SELECTED EXCERPT Start Marker

Ephraim Kamuntu (born 26 September 1945) is a Ugandan management scientist, academic, and politician who serves as the Minister of Internal Affairs and the Member of Parliament for Sheema County South in the 12th Parliament. He has previously served as the Minister of Justice and Constitutional Affairs in the Cabinet of Uganda since 14 December 2019. He also served as Minister of Water and Environment from August 2012 to June 2016. He is also an ex-officio Member of the Parliament of Uganda because of his Cabinet position.

==Background and education==
Ephraim Kamuntu was born in Sheema District on 26 September 1945. He attended Ntare School for both his O-Level (1962–1965) and his A-Level (1966–1967) education. He studied at Makerere University, Uganda's oldest university, graduating in 1971 with a Bachelor of Arts in economics, political science, and history. In 1973, he obtained a Master of Science in systems analysis from the University of Rochester, in New York State. He also earned a Master of Arts in management science and business administration, from the University of Massachusetts.

==Career==
At some point after Idi Amin took power in Uganda in 1971, Kamuntu became part of the exile-based Save Uganda Movement, a militant group attempting to overthrow Amin. Kamuntu lectured at Nairobi University in 1978. He lectured in Makerere University's Faculty of Commerce before it was shifted to the current Makerere University Business School in Nakawa. From 1992 until 1995, Kamuntu served as the chairman and managing director of Nile Bank Limited, a private commercial bank in Uganda. Between 1995 and 1997, he worked as a private consultant. From 1997 until 2001, he served as the National Coordinator for the Private Sector Development Program of the Ugandan Government. He entered politics in 2001, contesting for the parliamentary seat of Sheema County South, Bushenyi District. He was elected and was re-elected in 2006.

SELECTED EXCERPT End Marker

▸ **TASKS FOR THIS EXERCISE**:
A - Answer these questions from the text on Ephraim Kamuntu:
(i) Which school did he attend for his O-Level and A-Level education?
(ii) Which bank did he lead as chairman and managing director from 1992 until 1995?
(iii) During what period did he serve as Minister of Water and Environment?
B - Change "politician" to "public servant" in the text on Ephraim Kamuntu, and give the passage from "Ephraim Kamuntu (born" up to and including "his Cabinet position." with that change.
C - Write what comes next in the biography of Ephraim Kamuntu, picking up after its final sentence.

DATASET EXCERPTS Start Marker

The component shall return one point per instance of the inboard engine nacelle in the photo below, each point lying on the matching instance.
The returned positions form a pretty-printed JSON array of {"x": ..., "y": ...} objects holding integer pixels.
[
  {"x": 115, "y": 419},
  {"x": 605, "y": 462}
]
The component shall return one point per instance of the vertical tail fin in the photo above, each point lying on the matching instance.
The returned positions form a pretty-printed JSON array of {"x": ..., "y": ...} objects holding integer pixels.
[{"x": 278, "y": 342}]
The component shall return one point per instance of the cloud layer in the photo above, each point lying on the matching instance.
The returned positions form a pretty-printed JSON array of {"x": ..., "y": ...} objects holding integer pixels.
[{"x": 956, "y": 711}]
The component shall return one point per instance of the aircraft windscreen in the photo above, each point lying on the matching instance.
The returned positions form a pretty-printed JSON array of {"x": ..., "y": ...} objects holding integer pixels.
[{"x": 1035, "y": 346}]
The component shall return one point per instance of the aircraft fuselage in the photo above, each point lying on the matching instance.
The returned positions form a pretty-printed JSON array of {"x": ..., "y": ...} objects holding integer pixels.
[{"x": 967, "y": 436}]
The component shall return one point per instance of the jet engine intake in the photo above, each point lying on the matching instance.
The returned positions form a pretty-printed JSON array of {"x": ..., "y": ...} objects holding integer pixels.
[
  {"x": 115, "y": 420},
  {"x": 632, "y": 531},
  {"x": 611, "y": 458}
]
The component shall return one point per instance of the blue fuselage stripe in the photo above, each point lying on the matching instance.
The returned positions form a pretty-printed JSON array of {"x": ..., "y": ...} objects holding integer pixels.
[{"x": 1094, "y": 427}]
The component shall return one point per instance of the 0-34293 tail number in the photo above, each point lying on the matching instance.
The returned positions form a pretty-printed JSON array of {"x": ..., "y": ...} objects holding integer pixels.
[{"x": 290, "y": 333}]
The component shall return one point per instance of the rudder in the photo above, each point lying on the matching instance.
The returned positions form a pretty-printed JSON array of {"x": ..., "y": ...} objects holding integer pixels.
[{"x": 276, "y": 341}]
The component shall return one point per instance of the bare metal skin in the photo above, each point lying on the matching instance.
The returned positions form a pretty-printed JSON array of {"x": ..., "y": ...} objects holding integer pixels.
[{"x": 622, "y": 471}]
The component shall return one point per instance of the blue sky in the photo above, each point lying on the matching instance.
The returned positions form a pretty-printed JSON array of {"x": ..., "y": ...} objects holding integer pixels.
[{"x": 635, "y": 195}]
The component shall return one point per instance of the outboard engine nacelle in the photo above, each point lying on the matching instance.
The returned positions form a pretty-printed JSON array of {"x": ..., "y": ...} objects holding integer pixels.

DATASET EXCERPTS End Marker

▸ **TASK-BY-TASK RESULTS**:
A -
(i) Ntare School
(ii) Nile Bank Limited
(iii) From August 2012 to June 2016

B -
Ephraim Kamuntu (born 26 September 1945) is a Ugandan management scientist, academic, and public servant who serves as the Minister of Internal Affairs and the Member of Parliament for Sheema County South in the 12th Parliament. He has previously served as the Minister of Justice and Constitutional Affairs in the Cabinet of Uganda since 14 December 2019. He also served as Minister of Water and Environment from August 2012 to June 2016. He is also an ex-officio Member of the Parliament of Uganda because of his Cabinet position.

C -
On 1 June 2006, he was appointed Minister of State for Industry. On 16 February 2009, he was reassigned as State Minister of Finance for Planning. In the cabinet reshuffle of 27 May 2011, he was promoted to full cabinet minister and assigned the Ministry of Tourism, Wildlife and Heritage, serving in that position until he was appointed as Minister of Water and Environment on 15 August 2012. Kamuntu was made Minister of Tourism, Wildlife and Antiquities on 6 June 2016.

After losing his parliamentary seat in 2021, Kamuntu successfully reclaimed the National Resistance Movement (NRM) flag and won back the Sheema County South constituency during the 2026 general elections, officially taking his oath on 13 May 2026. Following his return to the 12th Parliament, President Yoweri Museveni reappointed him to the cabinet as the Minister of Internal Affairs on 26 May 2026, making him one of the senior-most members of the 2026–2031 cabinet.

==Personal details==
Ephraim Kamuntu was married to Ida Kamuntu, who died in May 2015.